◆ **What is asked**:
Rewrite the data below as a JSON list of strings, one string per line and no blank lines, covering all of the data and leaving out the pictures.

--------------------------------

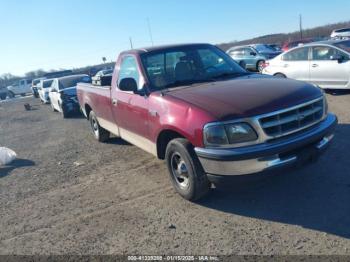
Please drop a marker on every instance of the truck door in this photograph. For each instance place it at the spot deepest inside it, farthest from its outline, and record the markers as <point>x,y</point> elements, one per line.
<point>130,111</point>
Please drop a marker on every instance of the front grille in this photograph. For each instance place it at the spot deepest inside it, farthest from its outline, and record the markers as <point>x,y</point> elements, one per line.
<point>292,120</point>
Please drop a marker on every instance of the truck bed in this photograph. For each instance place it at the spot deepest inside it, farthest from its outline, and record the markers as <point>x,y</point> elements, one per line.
<point>97,99</point>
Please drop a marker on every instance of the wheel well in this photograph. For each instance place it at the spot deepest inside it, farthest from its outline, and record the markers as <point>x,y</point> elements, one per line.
<point>88,109</point>
<point>163,140</point>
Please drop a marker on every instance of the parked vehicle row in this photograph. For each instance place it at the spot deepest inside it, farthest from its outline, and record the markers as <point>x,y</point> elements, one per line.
<point>61,93</point>
<point>206,116</point>
<point>3,93</point>
<point>253,57</point>
<point>22,87</point>
<point>326,64</point>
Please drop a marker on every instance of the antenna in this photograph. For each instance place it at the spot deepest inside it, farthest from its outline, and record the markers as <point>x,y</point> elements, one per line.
<point>131,45</point>
<point>301,26</point>
<point>150,31</point>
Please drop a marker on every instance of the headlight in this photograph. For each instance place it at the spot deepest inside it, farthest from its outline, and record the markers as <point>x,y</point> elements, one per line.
<point>235,133</point>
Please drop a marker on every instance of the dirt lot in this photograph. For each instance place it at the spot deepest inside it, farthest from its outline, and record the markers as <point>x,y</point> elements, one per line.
<point>71,194</point>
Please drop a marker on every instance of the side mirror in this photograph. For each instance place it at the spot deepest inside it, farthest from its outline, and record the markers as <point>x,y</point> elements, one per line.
<point>128,84</point>
<point>243,64</point>
<point>338,58</point>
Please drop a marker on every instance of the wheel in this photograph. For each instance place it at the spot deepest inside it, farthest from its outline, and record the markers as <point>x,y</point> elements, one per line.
<point>11,94</point>
<point>186,172</point>
<point>99,132</point>
<point>280,75</point>
<point>260,65</point>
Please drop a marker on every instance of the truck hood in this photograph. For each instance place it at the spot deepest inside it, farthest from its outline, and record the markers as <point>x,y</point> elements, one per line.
<point>70,91</point>
<point>246,96</point>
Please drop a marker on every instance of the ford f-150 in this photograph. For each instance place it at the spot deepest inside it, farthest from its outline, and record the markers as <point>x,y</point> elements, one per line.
<point>209,118</point>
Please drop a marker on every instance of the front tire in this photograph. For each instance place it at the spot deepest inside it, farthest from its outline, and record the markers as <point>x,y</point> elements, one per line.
<point>260,65</point>
<point>101,134</point>
<point>186,172</point>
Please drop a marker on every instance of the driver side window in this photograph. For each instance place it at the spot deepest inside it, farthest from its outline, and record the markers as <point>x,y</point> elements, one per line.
<point>129,69</point>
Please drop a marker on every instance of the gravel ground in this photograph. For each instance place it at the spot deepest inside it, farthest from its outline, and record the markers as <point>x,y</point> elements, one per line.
<point>68,193</point>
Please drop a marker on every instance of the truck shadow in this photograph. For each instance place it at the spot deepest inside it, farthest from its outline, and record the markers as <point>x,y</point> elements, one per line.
<point>117,141</point>
<point>315,197</point>
<point>6,170</point>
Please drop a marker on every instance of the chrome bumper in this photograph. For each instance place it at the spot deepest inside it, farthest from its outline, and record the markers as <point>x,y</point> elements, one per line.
<point>267,156</point>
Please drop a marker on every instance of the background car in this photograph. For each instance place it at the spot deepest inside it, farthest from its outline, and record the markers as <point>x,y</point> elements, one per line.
<point>104,72</point>
<point>326,64</point>
<point>97,79</point>
<point>35,84</point>
<point>22,87</point>
<point>63,93</point>
<point>291,44</point>
<point>341,33</point>
<point>252,57</point>
<point>44,89</point>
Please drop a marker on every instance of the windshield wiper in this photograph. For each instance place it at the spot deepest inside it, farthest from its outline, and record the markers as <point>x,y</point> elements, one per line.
<point>187,83</point>
<point>230,74</point>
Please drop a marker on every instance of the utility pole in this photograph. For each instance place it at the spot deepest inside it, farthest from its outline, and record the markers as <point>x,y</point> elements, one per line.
<point>131,45</point>
<point>150,31</point>
<point>301,26</point>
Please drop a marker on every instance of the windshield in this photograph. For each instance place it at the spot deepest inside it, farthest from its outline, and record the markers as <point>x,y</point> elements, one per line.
<point>264,48</point>
<point>73,81</point>
<point>35,82</point>
<point>345,45</point>
<point>47,83</point>
<point>187,65</point>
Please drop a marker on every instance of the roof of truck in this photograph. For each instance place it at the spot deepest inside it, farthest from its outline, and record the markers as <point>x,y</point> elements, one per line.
<point>162,47</point>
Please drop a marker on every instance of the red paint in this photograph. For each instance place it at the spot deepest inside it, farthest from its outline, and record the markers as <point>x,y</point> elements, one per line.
<point>186,110</point>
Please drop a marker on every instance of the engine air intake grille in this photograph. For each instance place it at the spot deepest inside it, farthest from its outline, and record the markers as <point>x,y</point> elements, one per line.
<point>292,120</point>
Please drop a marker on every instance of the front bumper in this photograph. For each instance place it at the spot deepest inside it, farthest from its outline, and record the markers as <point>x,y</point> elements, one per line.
<point>294,149</point>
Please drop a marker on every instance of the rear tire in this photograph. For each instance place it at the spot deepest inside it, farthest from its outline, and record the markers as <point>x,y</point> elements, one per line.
<point>101,134</point>
<point>185,170</point>
<point>280,75</point>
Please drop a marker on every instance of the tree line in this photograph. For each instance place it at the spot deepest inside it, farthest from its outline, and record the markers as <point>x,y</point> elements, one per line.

--------------------------------

◆ **Task result**:
[
  "Please drop a marker on every instance of the truck door in this photograph. For each instance place it at the spot deepest inside it, farthest from its outline, and record the markers as <point>x,y</point> elements, one per line.",
  "<point>130,111</point>",
  "Please drop a marker on every instance of the front grille in this photograph. For each instance place it at the spot deepest inside it, farthest from its outline, and record the markers as <point>x,y</point> elements, one per line.",
  "<point>292,120</point>",
  "Please drop a marker on every instance of the truck bed in this photograph. For each instance place it at the spot deepest inside it, farthest from its outline, and record the markers as <point>x,y</point> elements, one per line.",
  "<point>97,99</point>",
  "Please drop a marker on every instance of the wheel well in this photograph. For each instance place it at the spot deepest inside it, farthest from its outline, and record the markers as <point>x,y</point> elements, one per line.",
  "<point>88,109</point>",
  "<point>163,140</point>",
  "Please drop a marker on every instance of the parked vehicle row in this photograph. For each instance place it at the spot deepest inside it, farthest from its outline, and record the markers as <point>x,y</point> elements, one per line.",
  "<point>61,93</point>",
  "<point>206,116</point>",
  "<point>3,93</point>",
  "<point>253,57</point>",
  "<point>22,87</point>",
  "<point>326,64</point>",
  "Please drop a marker on every instance of the antenna in this photograph. For each instance place it at the spot deepest inside it, farthest from its outline, and record the markers as <point>x,y</point> elements, one per line.",
  "<point>131,45</point>",
  "<point>301,26</point>",
  "<point>150,31</point>",
  "Please drop a marker on every instance of the headlight in this photograph. For each instance place it at the spot deepest inside it, farthest from its outline, and record the markers as <point>x,y</point> elements, one per line.",
  "<point>235,133</point>",
  "Please drop a marker on every instance of the dirt lot in this photograph. For each instance place it at the spot deepest inside it, farthest from its outline, and record the markers as <point>x,y</point> elements, one per line.",
  "<point>71,194</point>",
  "Please drop a marker on every instance of the side mirror in this photograph. For each instance place it at the spot deepest inside it, farthest from its outline, and record the markers as <point>x,y</point> elements, one per line.",
  "<point>128,84</point>",
  "<point>243,64</point>",
  "<point>338,58</point>",
  "Please drop a marker on every instance of the wheel in this photograph. For each instance place it at the spot deepest inside it, farthest from its outline, and record the markers as <point>x,y</point> elements, one per line.",
  "<point>11,94</point>",
  "<point>186,172</point>",
  "<point>99,132</point>",
  "<point>280,75</point>",
  "<point>260,65</point>",
  "Please drop a marker on every instance of the truck hood in this photograph. For each instance place it at the spot deepest inside it, farthest from its outline, and record the markers as <point>x,y</point> elements, one per line.",
  "<point>70,91</point>",
  "<point>246,96</point>",
  "Please drop a marker on every instance of the ford f-150 in this photograph. For each instance place it at the spot deepest inside it, farthest from its outline, and record the markers as <point>x,y</point> elements, one per line.",
  "<point>209,118</point>",
  "Please drop a marker on every instance of the front tire in this photograph. For each instance place it at the spot deepest inside it, farthest from its outline, and record the markers as <point>x,y</point> elements, one per line.",
  "<point>260,65</point>",
  "<point>101,134</point>",
  "<point>186,172</point>",
  "Please drop a marker on every instance of the driver side window in this photograph. For each instance place it at the spot deepest inside it, farthest from its outline, and record the markers as <point>x,y</point> elements, one per line.",
  "<point>129,69</point>",
  "Please drop a marker on every instance of the gravel ground in this photograph. For each instance place it at the spot deepest inside it, farthest from its outline, and record the markers as <point>x,y</point> elements, one per line.",
  "<point>68,193</point>",
  "Please drop a marker on every instance of the truck shadow in this photograph. For each instance place it at the spot deepest inside it, farthest from its outline, and record the markers as <point>x,y</point> elements, one per line.",
  "<point>117,141</point>",
  "<point>315,197</point>",
  "<point>6,170</point>",
  "Please drop a marker on every instance of the chrome bumper in this photograph. For each instance place it at the spot deepest inside it, farthest from its outline, and record the markers as <point>x,y</point> elements, one per line.",
  "<point>267,156</point>",
  "Please drop a marker on every instance of the background car in this photograph. For each instance place it at the spot deepest inside it, farthest from its outline, and record the markers as <point>x,y</point> elements, one per line.",
  "<point>104,72</point>",
  "<point>326,64</point>",
  "<point>97,79</point>",
  "<point>35,84</point>",
  "<point>22,87</point>",
  "<point>63,93</point>",
  "<point>291,44</point>",
  "<point>341,33</point>",
  "<point>252,57</point>",
  "<point>44,89</point>",
  "Please drop a marker on every instance of the windshield wiper in this photograph. For each instance place it at the spot deepest inside it, farthest from its outline, and record the markers as <point>x,y</point> elements, one per line.",
  "<point>187,83</point>",
  "<point>230,74</point>",
  "Please drop a marker on every instance of the utility pole in this photograph. For each instance place it at the spot deepest inside it, farthest from its outline, and record the markers as <point>x,y</point> elements, one per line.",
  "<point>131,45</point>",
  "<point>150,31</point>",
  "<point>301,26</point>",
  "Please drop a marker on every instance of the windshield in this photograph. For each instance place it at the spot deepest inside it, farthest from its outline, and record the markers as <point>x,y</point> elements, one per line.",
  "<point>264,48</point>",
  "<point>73,81</point>",
  "<point>35,82</point>",
  "<point>345,45</point>",
  "<point>47,83</point>",
  "<point>187,65</point>",
  "Please drop a marker on every instance of the roof of truck in this photograph. For each instance place it at the spot deepest inside it, farthest from its outline, and record the markers as <point>x,y</point> elements, one per line.",
  "<point>162,47</point>",
  "Please drop a marker on every instance of the red paint in this photograph. For each instance place it at the spot deepest inside it, farthest from its outline, and record the markers as <point>x,y</point> elements, one per line.",
  "<point>186,110</point>",
  "Please drop a marker on every instance of the engine air intake grille in this photograph. For each instance place it at the spot deepest inside it, farthest from its outline, and record the markers as <point>x,y</point> elements, one per line.",
  "<point>292,120</point>",
  "Please drop a marker on every instance of the front bumper in this photograph. For each instance place it at the spot deepest inside it, farthest from its outline, and record the markers as <point>x,y</point> elements, one per line.",
  "<point>294,149</point>",
  "Please drop a marker on every instance of the rear tire in this photograph. For each instance place it at the spot deepest inside it, farthest from its outline, and record the markers as <point>x,y</point> elements, one per line.",
  "<point>101,134</point>",
  "<point>185,170</point>",
  "<point>280,75</point>",
  "Please drop a marker on every instance of the tree line in this photograph. For each instance place it at the spot deepest inside it, farthest from its outline, and record the markers as <point>x,y</point> elements, one per line."
]